** GIVEN INFORMATION follows **
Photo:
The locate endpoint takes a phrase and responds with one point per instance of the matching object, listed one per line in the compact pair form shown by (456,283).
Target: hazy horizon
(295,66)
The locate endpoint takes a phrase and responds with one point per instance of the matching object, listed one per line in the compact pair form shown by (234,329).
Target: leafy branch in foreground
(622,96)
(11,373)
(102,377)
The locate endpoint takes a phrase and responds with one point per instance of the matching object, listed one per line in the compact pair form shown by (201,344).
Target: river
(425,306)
** End of GIVEN INFORMATION **
EXERCISE BRIEF: All of the material should appear again, reproduced word for word.

ANSWER:
Photo:
The locate endpoint takes a phrase and responds with one point per instance of the matching object, listed one per line in the compact pair form shown by (456,283).
Target: hazy horizon
(295,66)
The locate endpoint takes a phrase and responds with one point per instance of the matching object, listed one per line in the compact pair form shown by (234,329).
Target: leafy branch in foreground
(622,96)
(11,373)
(102,377)
The locate endpoint takes a phrase and responds with one point per instance of the matching object, listed one per line in the compact pair form shown by (201,344).
Target: river
(425,306)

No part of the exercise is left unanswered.